(Beginning of Given entries)

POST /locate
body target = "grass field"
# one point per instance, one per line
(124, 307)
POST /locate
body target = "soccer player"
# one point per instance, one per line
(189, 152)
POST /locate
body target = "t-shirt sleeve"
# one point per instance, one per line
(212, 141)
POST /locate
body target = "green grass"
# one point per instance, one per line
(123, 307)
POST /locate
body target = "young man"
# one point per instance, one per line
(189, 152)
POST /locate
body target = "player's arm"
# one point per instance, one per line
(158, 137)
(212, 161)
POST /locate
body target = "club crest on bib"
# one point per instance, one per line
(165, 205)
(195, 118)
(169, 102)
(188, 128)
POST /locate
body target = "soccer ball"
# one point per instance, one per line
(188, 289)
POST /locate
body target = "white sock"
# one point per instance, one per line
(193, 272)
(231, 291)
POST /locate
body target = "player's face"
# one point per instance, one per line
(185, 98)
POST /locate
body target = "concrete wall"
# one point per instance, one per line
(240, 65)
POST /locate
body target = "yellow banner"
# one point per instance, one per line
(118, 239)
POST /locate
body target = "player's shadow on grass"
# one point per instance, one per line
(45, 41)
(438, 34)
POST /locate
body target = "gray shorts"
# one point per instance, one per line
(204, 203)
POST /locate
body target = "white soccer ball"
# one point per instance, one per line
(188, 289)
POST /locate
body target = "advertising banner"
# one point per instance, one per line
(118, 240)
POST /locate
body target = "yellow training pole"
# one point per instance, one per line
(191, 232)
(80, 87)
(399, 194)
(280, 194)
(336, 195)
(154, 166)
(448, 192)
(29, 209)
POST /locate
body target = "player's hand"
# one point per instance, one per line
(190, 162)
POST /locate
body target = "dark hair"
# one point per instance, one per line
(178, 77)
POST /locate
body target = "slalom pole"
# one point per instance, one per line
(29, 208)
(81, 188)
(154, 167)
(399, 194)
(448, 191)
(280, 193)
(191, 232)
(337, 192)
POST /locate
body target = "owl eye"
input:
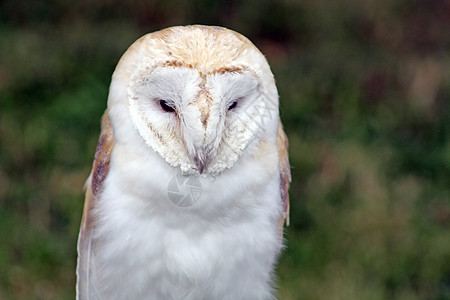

(End of Given entries)

Throughout the material above, find lines holding the word "ball", then copy them.

body target = "soccer ball"
body target = "white soccer ball"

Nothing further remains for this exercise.